(Challenge 1)
Answer these questions about the Women in Engineering Day article:
(a) According to Ann-Marie Giesbrecht, what percentage of Canada's engineering workforce is made up of women?
(b) In which year of university did Giesbrecht sign up for the co-operative education program?
(c) What job title is given for Bing Song?

(Text extract)

CWA Celebrates International Women in Engineering Day 2019

This International Women in Engineering Day, we are proud to showcase the stories and perspectives of CWA’s talented and accomplished women. We believe that our company is strengthened by the depth and diversity of our personnel and that efforts to establish a more balanced representation of women in engineering will benefit the economy and society as a whole. In the reflections below, three of our female staff members discuss the importance of International in Women in Engineering Day, their path toward a career in engineering, and advice for the next generation.

Ann-Marie Giesbrecht, P.Eng. – Structural Engineer and Project Manager

International Women in Engineering Day is a celebration of the achievements of women around the world practicing in the field of engineering – a reminder of how far we have come, but also how far we still have to go. Women make up approximately 50% of the population in Canada but only 13% of the engineering workforce, so the gender gap is still very much present. This day is an opportunity to spread awareness of the engineering industry to attract more women to the profession but also a platform for highlighting the challenges and barriers faced by women currently working in the engineering field today.

I had no idea what engineers actually did when I applied for university and followed a friend into engineering. I enjoyed and did well in math and science in high school and a career represented by popsicle stick bridges and egg drops sounded alright. Little did I know what awaited me in my first year of university: goodbye evenings and weekends, hello calculator.

I signed up for the co-operative education program in my second year of university to gain relevant work experience and use my newly acquired knowledge. I was fortunate in my placements as I was able to work for both a contractor and a consulting firm. This is also where I had my first taste of being the sole woman on site. Despite feeling like the odd one out, I found that I enjoyed the work and decided to continue with my degree. Although there are days when I question my decision to become an engineer, the majority of the time I enjoy the challenges and opportunities available in the engineering industry.

If I could give some advice to the girls and young women of today, it would be to believe in yourself and your abilities! No one is perfect at everything, even with years of experience; each of us has different strengths and weaknesses. Engineering is all about working as a team and drawing on each team member’s strengths to produce the best possible outcome. As you gain experience, you will begin to develop an understanding of where you excel and where you need help. Don’t be afraid to ask questions or ask for help when you need it. You’ll continue to develop and grow as your career progresses, and you will be put in positions that challenge you. You will make mistakes but that’s okay, because you will know better for next time.

Bing Song, P.Eng., Ph.D. – Structural Engineer

International Women in Engineering Day is meaningful to me because it celebrates the many great achievements of women in this diverse field, gives us the opportunity to share our experiences with the younger generation, and highlights the amazing career opportunities available to them in engineering.

(Challenge 2) Copy the lines of the records below, from the line holding "baby's face and report its bounding box." through the line holding "[169,343,248,392]", inclusive.

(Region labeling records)
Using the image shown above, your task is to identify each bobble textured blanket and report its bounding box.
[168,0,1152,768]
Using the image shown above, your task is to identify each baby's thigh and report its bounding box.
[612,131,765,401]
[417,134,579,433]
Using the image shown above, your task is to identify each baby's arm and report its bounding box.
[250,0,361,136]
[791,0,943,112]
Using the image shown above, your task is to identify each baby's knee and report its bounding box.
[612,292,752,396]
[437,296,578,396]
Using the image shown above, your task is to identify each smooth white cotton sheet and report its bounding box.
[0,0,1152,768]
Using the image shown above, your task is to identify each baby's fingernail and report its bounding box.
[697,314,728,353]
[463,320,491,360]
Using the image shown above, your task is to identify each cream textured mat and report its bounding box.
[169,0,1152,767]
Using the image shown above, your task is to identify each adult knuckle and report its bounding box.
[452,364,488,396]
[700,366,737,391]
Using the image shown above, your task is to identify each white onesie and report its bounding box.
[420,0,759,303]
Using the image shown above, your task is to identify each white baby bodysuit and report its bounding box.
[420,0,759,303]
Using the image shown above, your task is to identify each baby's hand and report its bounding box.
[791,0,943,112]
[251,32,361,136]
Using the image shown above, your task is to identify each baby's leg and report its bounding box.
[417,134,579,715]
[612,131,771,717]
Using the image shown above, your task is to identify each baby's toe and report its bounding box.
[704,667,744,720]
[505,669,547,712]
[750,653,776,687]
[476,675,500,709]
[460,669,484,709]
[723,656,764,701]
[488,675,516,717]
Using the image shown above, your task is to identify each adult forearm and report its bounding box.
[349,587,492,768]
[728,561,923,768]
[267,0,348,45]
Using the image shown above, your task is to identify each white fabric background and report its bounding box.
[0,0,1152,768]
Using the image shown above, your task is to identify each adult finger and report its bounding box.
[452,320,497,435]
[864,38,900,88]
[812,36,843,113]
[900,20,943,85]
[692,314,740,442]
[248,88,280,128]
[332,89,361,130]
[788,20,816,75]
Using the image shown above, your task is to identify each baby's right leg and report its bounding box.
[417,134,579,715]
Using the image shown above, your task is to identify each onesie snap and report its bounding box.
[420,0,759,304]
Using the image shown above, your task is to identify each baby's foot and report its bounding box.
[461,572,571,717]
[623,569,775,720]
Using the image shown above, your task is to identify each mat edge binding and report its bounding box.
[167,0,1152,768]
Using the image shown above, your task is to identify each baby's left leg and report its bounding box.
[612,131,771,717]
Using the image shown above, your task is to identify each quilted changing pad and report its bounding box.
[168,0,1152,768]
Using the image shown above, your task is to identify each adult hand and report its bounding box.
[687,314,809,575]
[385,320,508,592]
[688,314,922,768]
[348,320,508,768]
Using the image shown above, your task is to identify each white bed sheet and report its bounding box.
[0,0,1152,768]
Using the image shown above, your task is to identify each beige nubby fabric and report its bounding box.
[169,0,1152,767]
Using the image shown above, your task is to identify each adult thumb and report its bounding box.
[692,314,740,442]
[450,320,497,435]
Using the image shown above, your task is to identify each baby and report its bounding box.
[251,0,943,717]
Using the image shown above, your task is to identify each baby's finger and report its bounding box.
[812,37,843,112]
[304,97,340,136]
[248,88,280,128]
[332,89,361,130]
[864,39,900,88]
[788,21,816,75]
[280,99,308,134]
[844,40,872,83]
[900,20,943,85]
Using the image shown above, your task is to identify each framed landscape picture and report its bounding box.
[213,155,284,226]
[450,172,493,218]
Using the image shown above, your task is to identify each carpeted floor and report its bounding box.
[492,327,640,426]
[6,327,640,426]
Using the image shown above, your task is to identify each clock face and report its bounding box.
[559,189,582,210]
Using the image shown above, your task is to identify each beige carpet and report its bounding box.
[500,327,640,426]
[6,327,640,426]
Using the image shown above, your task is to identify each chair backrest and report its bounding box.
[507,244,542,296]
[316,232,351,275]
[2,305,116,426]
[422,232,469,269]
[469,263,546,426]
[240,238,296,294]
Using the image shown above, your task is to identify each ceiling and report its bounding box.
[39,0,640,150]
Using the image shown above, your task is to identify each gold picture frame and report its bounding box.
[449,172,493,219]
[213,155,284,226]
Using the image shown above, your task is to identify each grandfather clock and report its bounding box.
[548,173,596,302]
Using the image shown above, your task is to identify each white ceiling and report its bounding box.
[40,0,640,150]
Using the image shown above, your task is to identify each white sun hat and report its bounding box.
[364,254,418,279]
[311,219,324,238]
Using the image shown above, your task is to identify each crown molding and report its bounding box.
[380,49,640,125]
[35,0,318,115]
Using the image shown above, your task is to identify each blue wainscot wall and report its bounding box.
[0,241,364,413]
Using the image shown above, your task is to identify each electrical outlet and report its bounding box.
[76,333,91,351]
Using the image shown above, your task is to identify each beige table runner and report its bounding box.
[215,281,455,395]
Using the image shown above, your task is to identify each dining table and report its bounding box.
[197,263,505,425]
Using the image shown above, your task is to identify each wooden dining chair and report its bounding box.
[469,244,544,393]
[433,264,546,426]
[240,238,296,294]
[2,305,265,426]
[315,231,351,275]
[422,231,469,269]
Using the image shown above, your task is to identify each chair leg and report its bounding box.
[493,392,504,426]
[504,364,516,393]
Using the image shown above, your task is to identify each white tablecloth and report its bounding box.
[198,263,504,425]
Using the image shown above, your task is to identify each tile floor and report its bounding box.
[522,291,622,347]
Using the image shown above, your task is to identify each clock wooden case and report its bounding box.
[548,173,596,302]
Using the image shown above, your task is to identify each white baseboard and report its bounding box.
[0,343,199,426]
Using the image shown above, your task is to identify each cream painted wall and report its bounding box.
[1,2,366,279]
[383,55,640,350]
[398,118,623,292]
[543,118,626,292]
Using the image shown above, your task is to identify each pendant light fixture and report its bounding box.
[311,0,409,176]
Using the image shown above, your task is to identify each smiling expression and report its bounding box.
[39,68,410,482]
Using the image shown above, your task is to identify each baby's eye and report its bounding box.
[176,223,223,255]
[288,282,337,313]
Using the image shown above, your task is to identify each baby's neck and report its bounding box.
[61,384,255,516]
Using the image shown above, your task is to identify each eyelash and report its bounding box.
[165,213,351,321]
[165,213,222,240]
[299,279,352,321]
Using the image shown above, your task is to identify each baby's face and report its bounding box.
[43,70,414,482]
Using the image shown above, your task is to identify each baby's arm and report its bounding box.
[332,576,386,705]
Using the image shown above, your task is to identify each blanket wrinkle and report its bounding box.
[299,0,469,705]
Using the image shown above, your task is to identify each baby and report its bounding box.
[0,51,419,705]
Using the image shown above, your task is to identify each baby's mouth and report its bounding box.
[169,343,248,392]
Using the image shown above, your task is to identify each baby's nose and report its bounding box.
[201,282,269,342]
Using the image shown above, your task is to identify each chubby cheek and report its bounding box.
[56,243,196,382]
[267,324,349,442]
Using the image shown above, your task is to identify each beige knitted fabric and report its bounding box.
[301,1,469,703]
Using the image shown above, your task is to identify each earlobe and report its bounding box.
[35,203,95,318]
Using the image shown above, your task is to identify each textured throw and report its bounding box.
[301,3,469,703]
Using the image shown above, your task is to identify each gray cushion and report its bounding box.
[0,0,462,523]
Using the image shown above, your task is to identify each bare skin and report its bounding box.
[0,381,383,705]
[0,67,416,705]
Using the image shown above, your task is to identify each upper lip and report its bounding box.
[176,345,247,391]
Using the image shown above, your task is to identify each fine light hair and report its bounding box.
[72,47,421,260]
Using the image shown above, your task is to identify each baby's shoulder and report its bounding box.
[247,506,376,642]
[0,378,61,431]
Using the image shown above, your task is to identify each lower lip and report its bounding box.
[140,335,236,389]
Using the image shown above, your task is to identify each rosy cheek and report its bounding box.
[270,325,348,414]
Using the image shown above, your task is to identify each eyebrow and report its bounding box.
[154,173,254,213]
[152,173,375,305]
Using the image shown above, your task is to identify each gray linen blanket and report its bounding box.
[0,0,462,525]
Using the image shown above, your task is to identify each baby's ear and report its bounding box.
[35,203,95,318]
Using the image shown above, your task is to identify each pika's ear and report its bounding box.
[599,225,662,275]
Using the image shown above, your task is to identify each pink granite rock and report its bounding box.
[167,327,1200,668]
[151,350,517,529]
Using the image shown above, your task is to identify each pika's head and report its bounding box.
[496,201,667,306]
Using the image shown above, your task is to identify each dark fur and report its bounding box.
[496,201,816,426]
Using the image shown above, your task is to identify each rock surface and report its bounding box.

(Expected answer 1)
(a) About 13%.
(b) Her second year.
(c) Structural Engineer.

(Expected answer 2)
Using the image shown above, your task is to identify each baby's face and report its bounding box.
[43,70,414,482]
Using the image shown above, your task is to identify each baby's arm and report its bounding box.
[332,576,386,705]
Using the image shown above, your task is to identify each blanket wrinkle and report its bounding box.
[299,0,469,705]
Using the image shown above, your task is to identify each baby and report its bounding box.
[0,51,419,705]
Using the image shown above, your task is to identify each baby's mouth and report its bounding box.
[169,343,248,392]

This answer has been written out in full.